Task requirements: Please copy out every one of the items below word for word, keeping them in the same order.

═════ Information supplied ═════

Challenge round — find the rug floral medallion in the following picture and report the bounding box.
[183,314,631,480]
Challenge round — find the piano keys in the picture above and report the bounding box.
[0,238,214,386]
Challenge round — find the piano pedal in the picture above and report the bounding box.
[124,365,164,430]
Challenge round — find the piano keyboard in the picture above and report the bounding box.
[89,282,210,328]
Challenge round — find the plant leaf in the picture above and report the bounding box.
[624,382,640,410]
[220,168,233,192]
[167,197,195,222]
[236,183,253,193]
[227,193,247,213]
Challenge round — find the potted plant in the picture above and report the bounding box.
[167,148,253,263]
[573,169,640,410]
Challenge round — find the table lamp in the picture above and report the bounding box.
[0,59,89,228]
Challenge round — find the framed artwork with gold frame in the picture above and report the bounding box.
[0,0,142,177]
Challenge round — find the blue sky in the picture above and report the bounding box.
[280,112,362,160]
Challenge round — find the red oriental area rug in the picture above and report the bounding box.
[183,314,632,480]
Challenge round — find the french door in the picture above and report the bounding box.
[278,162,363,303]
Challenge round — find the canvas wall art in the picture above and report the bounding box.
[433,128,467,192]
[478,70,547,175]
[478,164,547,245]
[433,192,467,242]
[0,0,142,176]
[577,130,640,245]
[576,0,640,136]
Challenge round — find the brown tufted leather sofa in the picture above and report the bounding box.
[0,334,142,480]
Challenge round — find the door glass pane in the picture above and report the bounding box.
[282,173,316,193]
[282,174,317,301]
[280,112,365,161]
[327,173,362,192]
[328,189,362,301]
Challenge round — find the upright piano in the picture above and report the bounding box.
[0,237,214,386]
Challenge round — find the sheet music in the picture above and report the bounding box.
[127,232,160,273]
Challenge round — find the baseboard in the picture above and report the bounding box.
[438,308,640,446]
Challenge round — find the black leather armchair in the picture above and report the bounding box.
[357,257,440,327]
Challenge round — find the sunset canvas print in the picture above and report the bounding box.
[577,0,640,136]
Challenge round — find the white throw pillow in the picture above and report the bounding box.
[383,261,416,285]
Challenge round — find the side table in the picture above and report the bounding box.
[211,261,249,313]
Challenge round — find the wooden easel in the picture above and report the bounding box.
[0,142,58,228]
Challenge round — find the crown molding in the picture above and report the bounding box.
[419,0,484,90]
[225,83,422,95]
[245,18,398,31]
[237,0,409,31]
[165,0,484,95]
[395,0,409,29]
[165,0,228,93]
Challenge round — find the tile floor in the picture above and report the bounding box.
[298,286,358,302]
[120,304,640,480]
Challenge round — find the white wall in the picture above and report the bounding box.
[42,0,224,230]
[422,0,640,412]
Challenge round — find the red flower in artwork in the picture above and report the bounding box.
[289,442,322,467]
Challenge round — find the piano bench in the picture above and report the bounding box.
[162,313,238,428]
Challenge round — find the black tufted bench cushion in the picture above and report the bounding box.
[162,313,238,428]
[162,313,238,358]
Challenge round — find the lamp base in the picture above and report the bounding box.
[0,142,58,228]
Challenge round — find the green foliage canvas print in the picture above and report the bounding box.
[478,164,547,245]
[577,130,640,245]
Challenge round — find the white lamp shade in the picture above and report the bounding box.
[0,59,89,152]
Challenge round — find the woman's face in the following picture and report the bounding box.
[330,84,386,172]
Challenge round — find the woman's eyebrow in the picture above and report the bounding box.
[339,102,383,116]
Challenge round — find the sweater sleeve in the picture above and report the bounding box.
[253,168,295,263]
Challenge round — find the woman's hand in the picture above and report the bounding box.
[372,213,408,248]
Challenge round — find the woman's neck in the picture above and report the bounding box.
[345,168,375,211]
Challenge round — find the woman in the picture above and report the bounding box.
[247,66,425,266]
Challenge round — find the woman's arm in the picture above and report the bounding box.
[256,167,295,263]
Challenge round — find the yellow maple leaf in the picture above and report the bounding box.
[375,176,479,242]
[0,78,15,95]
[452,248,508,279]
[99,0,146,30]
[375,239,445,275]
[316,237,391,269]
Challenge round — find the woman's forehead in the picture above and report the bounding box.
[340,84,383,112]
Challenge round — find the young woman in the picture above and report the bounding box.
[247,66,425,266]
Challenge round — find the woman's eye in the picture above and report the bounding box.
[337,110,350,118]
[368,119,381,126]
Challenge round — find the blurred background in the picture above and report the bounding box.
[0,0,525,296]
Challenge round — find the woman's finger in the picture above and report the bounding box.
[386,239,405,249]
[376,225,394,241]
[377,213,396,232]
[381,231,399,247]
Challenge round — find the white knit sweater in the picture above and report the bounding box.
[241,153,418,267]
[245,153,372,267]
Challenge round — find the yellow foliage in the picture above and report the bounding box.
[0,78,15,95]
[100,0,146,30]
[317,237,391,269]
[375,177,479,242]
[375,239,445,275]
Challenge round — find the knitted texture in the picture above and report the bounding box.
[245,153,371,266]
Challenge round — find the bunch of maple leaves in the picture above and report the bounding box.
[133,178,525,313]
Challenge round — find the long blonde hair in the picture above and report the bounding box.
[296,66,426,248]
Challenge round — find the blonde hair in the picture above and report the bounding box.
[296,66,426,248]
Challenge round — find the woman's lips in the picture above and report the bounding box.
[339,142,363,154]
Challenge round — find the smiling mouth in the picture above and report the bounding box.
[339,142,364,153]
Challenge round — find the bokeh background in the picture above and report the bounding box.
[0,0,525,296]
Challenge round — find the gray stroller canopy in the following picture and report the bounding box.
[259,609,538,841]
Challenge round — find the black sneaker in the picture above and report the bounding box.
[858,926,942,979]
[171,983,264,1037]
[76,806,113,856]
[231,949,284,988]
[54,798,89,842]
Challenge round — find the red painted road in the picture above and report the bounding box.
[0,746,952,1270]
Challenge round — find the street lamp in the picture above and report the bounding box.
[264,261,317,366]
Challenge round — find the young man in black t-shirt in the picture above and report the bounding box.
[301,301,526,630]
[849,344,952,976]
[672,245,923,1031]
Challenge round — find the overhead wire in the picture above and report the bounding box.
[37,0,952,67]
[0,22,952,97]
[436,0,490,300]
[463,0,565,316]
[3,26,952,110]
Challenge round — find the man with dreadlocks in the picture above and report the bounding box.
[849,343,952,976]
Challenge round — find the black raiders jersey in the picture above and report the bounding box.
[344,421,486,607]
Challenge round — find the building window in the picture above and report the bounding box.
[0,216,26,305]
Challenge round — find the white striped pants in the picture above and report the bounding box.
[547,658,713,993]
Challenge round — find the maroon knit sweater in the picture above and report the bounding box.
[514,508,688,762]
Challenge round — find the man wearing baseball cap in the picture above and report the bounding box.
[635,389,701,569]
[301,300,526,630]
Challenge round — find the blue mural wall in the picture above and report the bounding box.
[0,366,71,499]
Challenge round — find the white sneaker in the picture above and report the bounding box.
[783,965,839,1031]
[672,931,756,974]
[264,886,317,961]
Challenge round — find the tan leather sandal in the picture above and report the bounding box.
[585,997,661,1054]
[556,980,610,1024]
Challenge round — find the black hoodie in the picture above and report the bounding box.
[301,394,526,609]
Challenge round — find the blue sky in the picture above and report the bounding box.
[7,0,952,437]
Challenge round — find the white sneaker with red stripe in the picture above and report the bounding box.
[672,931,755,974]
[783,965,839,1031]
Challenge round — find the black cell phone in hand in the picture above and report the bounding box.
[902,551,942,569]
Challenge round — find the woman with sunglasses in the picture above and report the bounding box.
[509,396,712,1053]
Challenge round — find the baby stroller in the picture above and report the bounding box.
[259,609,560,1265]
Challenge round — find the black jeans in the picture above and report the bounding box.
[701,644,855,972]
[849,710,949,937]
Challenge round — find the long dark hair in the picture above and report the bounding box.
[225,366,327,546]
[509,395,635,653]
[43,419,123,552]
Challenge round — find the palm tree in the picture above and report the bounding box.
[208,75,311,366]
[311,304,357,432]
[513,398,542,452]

═════

Complete answer:
Challenge round — find the rug floral medallion in the following picture and report the bounding box.
[183,314,631,480]
Challenge round — find the piano keys in the picture above and report the bounding box.
[0,238,214,386]
Challenge round — find the piano pedal in the picture above and report the bounding box.
[124,365,164,430]
Challenge round — find the piano keyboard in the picture above and report the bounding box.
[89,282,210,328]
Challenge round — find the plant leaf in the picture above and report the bounding box.
[624,382,640,410]
[220,168,233,192]
[167,197,195,222]
[236,183,253,193]
[227,193,247,213]
Challenge round — find the potted plant in the picture above and report the bounding box.
[167,148,253,263]
[573,169,640,410]
Challenge round — find the table lamp in the picture above and report the bounding box.
[0,59,89,228]
Challenge round — find the framed artwork with gold frame in the picture above and report the bounding box.
[0,0,142,177]
Challenge round — find the blue sky in the picture above and report the bounding box.
[280,112,362,160]
Challenge round — find the red oriental area rug in the picture above and report the bounding box.
[183,314,632,480]
Challenge round — find the french door in the picture above and report the bounding box.
[278,162,363,303]
Challenge round — find the canvas wall art in the picture above and report the bounding box.
[433,128,467,192]
[478,70,547,175]
[478,164,547,245]
[433,192,467,242]
[0,0,142,176]
[577,130,640,245]
[576,0,640,136]
Challenge round — find the brown tufted leather sofa in the picture above and report the bounding box.
[0,334,142,480]
Challenge round — find the door glass pane in the picture above and report the bounding box.
[282,173,316,193]
[282,174,317,301]
[280,112,365,161]
[327,173,362,192]
[328,189,362,301]
Challenge round — find the upright piano in the picture above and report the bounding box.
[0,237,214,386]
Challenge round — find the sheet music in the picture above and report the bounding box.
[127,232,160,273]
Challenge round — find the baseboard in the picture above and report the bounding box.
[438,308,640,446]
Challenge round — find the black leather armchair in the picture above and report the bounding box.
[357,257,440,327]
Challenge round — find the sunset canvas print in the picture above and report the bounding box.
[577,0,640,136]
Challenge round — find the white throw pillow in the picture above and report the bounding box.
[383,261,416,285]
Challenge round — find the side table in the picture above and report the bounding box.
[211,261,249,313]
Challenge round — find the wooden easel in the picture above and report the bounding box.
[0,142,58,228]
Challenge round — find the crown molding in the picture above and report the bounding box.
[419,0,484,90]
[225,83,422,95]
[245,18,398,31]
[237,0,409,31]
[165,0,484,95]
[395,0,409,29]
[165,0,228,93]
Challenge round — find the tile floor in the picture above and report the bounding box.
[298,286,358,302]
[120,304,640,480]
Challenge round — find the white wall in the picture above and report the bounding box.
[42,0,224,230]
[422,0,640,412]
Challenge round — find the red flower in artwork in the picture above and report the bounding box.
[289,442,322,467]
Challenge round — find the piano bench in the picture above and report the bounding box.
[162,313,238,428]
Challenge round — find the black tufted bench cushion in the picture above and report the bounding box.
[162,313,238,428]
[162,313,238,358]
Challenge round — find the lamp base in the picture above and report the bounding box.
[0,142,58,228]
Challenge round — find the green foliage canvas print in the picture above and report the bounding box.
[478,164,547,245]
[577,130,640,245]
Challenge round — find the white lamp shade in the picture above and report the bounding box.
[0,59,89,152]
Challenge round — find the woman's face in the following picture and report the bounding box.
[330,84,386,172]
Challenge round — find the woman's eyebrow in the picture above and report the bounding box.
[339,102,383,116]
Challenge round — find the sweater sleeve in the picture above and report the bounding box.
[253,168,295,263]
Challenge round — find the woman's hand in the picture above and report the bounding box.
[372,213,408,248]
Challenge round — find the woman's neck in the picture above and report the bounding box.
[345,168,375,211]
Challenge round — find the woman in the picture above and report the bounding box.
[247,66,425,266]
Challenge round — find the woman's arm in the picture above and report the bounding box.
[256,167,295,263]
Challenge round — find the yellow maple leaf in the picture above and report the bounding box.
[375,176,479,242]
[0,78,15,95]
[452,248,508,279]
[99,0,146,30]
[375,239,445,275]
[316,237,391,269]
Challenge round — find the woman's forehead in the picture above and report the bounding box.
[340,84,383,112]
Challenge round — find the young woman in the picture above and report the bounding box.
[247,66,425,266]
Challenge round — find the woman's eye in the picture above and report the bounding box.
[337,110,350,118]
[368,119,381,126]
Challenge round — find the blurred background in the picture above and report the bounding box.
[0,0,525,296]
Challenge round — find the woman's finger in the picture above and report the bounding box.
[386,239,405,249]
[376,225,394,241]
[377,213,396,232]
[381,231,399,247]
Challenge round — find the white knit sweater in the picture above and report the bounding box.
[241,153,418,267]
[245,153,372,267]
Challenge round — find the yellow foliage in the picture above and report the bounding box.
[0,78,15,95]
[100,0,146,30]
[317,237,391,269]
[375,177,479,242]
[375,239,445,275]
Challenge round — find the knitted texture in the picture above and report the bounding box.
[245,153,371,266]
Challenge round — find the bunch of maple leaves in the picture above and report the bounding box.
[133,178,525,313]
Challenge round — find the long blonde hair in the picture above and report the bounding box.
[296,66,426,248]
Challenge round — find the blonde hair in the picture above and report the bounding box.
[296,66,426,248]
Challenge round — find the woman's lips in the picture above and report the bounding box.
[339,142,363,154]
Challenge round — find the smiling mouth in the picture above and report the bounding box.
[339,142,364,153]
Challenge round — find the bokeh background in the picture above and report the bounding box.
[0,0,525,296]
Challenge round — find the gray stroller canopy in the following picture and report the bounding box.
[259,609,538,841]
Challenge round — find the black sneaker in the picture above and report the bounding box.
[858,926,942,979]
[171,983,264,1037]
[76,806,113,856]
[231,949,284,988]
[54,798,89,842]
Challenge round — find the red painted road in the picture above and report the bounding box.
[0,746,952,1270]
Challenge round — find the street lamp in the picture above and report the bounding box.
[264,261,317,366]
Challenge round — find the young man in black t-shirt in the picture above and report the bounding box.
[301,301,526,630]
[849,344,952,976]
[672,245,923,1031]
Challenge round — find the overhead wire in the picture above and report the bounding box.
[37,0,952,67]
[0,22,952,97]
[436,0,490,300]
[463,0,565,316]
[3,26,952,110]
Challenge round — find the man with dreadlocks in the picture above and report the bounding box.
[849,343,952,976]
Challenge round — find the black raiders jersey in the picture above and report the bounding box.
[344,421,486,607]
Challenge round — find the building window in the picture above and report the bounding box.
[0,216,26,305]
Challenge round — find the white striped pants in the picture above and report the bounding box.
[547,658,713,993]
Challenge round — find the maroon knit sweater in the picture above and report the bounding box.
[514,508,688,762]
Challenge round — find the man wearing baseball cap in the picture above and report the bounding box.
[635,389,701,569]
[301,300,526,630]
Challenge round — find the blue mural wall in the picture above and report the bounding box.
[0,366,71,499]
Challenge round — find the white sneaker in the picture above and report the bounding box.
[783,965,839,1031]
[672,931,756,974]
[264,886,317,961]
Challenge round — find the tan leather sandal in the picture above and report the bounding box.
[585,997,661,1054]
[556,980,610,1024]
Challenge round — find the black hoodie in the picture above and report the bounding box.
[301,394,526,609]
Challenge round — find the blue sky in the picture above and report the bounding box.
[7,0,952,437]
Challenge round — find the white sneaker with red stripe in the picture above and report the bounding box.
[672,931,755,974]
[783,965,839,1031]
Challenge round — find the black cell phone in hand in the picture above and report the bounding box.
[902,551,942,569]
Challenge round — find the woman with sunglasses in the picture above and report the bounding box.
[509,396,712,1053]
Challenge round — find the baby stroller in the picture above and report the bounding box.
[259,609,560,1265]
Challenge round — find the black jeans in the picture above and report the bounding box.
[701,644,855,972]
[849,710,949,937]
Challenge round — find the long dark hair in the picture above and report the bounding box.
[225,366,327,546]
[509,395,635,653]
[43,419,123,552]
Challenge round — find the palm tree in the picture above and report the bounding box.
[208,75,311,366]
[311,304,357,432]
[513,398,542,452]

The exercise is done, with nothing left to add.